= DOCUMENT PASSAGE =
Biography: Gilles Fedak is co-founder and CEO of IExec and permanent INRIA research scientist at ENS-Lyon, France. After receiving his Ph.D degree from University Paris Sud in 2003, he followed a postdoctoral fellowship at University California San Diego. He produced pioneering software and algorithms in the field of Grid and Cloud Computing that allow people to easily harness large parallel systems consisting of thousands of machines distributed on the Internet (XtremWeb, MPICH-V, BitDew, SpeQulos, Xtrem-MapReduce, Active Data).

Enabling Personalized Medicine with Data Science
- Sharing Experiences from Large Pharma Research Organization

Asif Jan

Roche, Switzerland

Abstract: Given the enormous increase in healthcare data volumes, our ability to effectively share, integrate and analyze is critical to advancing our understanding of the disease and bringing affordable and efficacious treatments to patients. Due to the breadth and depth of the healthcare data across various modalities such as clinical, genomics, imaging and digital sensors, we need to move beyond traditional methods and bring advanced ML/AI implementations to maximally benefit from the richness of the collected data. As part of the drug development life-cycle vast amounts of clinical trials data are collected in order to identify targets of interest, discover biomarkers to stratify patients who could benefit from the drug, and to study the safety and benefit profile of the drug. Furthermore, after the drug is brought to the market its use in a broader population is collected in a wide range of real-world data sources including, but not limited to, electronic medical records, disease registries, health insurance claims, and digital devices. In my talk, I will share with you the opportunities and challenges of deploying data science within the Pharma industry to leverage wealth of medical data generated in clinical trials and real-world clinical environment.

Biography: Dr. Asif Jan is a Group Director in Personalized Healthcare (PHC) Data Science at Roche, Switzerland, where he leads a multi-disciplinary team of scientists specializing in computer science, neuroscience, and statistics. The team implements a variety of statistical and machine learning methods on real-world datasets (e.g. Electronic Medical Records, Health Insurance Claims, Disease Registries) to fulfill evidence and data analysis needs of the Neuroscience disease area at Roche. Previously, he was Head of Data Science at Roche Diagnostics leading a team of quantitative scientists supporting In-vitro Diagnostics (IVD) and clinical decision support (CDS) product development, and defined data strategy enabling use of real-world data in Roche Diagnostics. Earlier he has had a number of roles overseeing technology strategy development, enterprise and solution architecture and program management at Roche and in other research organizations. Asif has vast experience of building and leading data science teams in Pharma, Diagnostics, and industrial research institutes, tackling complex scientific and business problems. He strongly believes that the intersection of strategy, technology and data science is needed to fight diseases thereby enabling better care for everyone.
Asif holds a PhD in Neuroscience (informatics) from Swiss Federal Institute of Technology (EPFL) Lausanne, Switzerland, MPhil in Computer Science from the University of West of England (UWE), Bristol, United Kingdom.

= TASK OBJECTIVE =
List every piece of software that the speaker biographies name as Gilles Fedak's work. The items are separate material with no link to the speaker biographies.

= ENTRIES PROVIDED =
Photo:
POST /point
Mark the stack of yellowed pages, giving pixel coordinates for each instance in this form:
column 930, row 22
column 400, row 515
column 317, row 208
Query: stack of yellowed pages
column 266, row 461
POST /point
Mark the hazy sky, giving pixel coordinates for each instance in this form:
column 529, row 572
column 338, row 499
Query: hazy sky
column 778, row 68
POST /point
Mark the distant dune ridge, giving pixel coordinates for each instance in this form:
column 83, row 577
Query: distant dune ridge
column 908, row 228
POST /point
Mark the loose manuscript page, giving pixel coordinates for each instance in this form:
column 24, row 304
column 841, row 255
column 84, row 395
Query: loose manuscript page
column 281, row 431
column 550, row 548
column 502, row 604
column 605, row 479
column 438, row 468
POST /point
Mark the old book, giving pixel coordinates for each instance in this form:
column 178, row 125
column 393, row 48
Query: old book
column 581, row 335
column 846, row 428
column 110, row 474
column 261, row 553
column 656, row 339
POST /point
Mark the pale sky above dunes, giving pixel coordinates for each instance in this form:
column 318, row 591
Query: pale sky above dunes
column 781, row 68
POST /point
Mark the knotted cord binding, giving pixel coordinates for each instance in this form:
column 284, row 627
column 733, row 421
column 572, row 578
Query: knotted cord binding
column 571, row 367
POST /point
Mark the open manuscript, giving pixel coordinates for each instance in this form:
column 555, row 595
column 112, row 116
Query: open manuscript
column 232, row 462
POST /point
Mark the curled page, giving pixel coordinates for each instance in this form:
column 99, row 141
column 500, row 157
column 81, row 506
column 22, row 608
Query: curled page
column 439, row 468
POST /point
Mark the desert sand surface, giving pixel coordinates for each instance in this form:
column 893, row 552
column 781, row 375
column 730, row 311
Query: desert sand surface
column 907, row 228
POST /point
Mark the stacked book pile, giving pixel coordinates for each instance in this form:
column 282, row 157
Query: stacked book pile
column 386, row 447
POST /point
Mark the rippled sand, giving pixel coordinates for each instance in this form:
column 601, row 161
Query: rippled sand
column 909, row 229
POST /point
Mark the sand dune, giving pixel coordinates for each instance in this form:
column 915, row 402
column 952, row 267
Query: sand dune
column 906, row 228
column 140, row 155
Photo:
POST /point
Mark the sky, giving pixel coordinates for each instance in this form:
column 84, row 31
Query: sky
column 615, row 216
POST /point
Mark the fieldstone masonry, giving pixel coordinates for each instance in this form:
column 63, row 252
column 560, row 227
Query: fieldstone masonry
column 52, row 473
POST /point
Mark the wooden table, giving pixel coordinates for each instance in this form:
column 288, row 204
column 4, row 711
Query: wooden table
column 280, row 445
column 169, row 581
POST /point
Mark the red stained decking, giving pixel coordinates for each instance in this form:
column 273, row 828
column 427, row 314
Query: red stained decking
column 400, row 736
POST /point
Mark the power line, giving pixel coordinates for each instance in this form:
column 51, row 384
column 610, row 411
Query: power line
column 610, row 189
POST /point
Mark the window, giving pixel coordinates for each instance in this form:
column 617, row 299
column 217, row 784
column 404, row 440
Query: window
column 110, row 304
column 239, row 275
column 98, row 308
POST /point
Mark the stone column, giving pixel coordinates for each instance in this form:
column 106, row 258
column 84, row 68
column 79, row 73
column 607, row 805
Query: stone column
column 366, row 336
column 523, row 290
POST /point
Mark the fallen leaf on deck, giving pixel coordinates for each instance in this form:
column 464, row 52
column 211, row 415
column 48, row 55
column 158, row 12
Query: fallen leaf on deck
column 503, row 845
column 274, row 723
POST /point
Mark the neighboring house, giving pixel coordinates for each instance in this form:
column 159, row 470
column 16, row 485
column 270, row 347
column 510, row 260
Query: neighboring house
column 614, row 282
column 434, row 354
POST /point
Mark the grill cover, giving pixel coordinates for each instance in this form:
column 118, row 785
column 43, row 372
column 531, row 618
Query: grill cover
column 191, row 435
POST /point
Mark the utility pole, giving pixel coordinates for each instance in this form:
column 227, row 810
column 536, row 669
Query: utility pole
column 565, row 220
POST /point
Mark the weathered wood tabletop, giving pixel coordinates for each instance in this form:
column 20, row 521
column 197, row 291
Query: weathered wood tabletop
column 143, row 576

= REPLY =
XtremWeb, MPICH-V, BitDew, SpeQulos, Xtrem-MapReduce, Active Data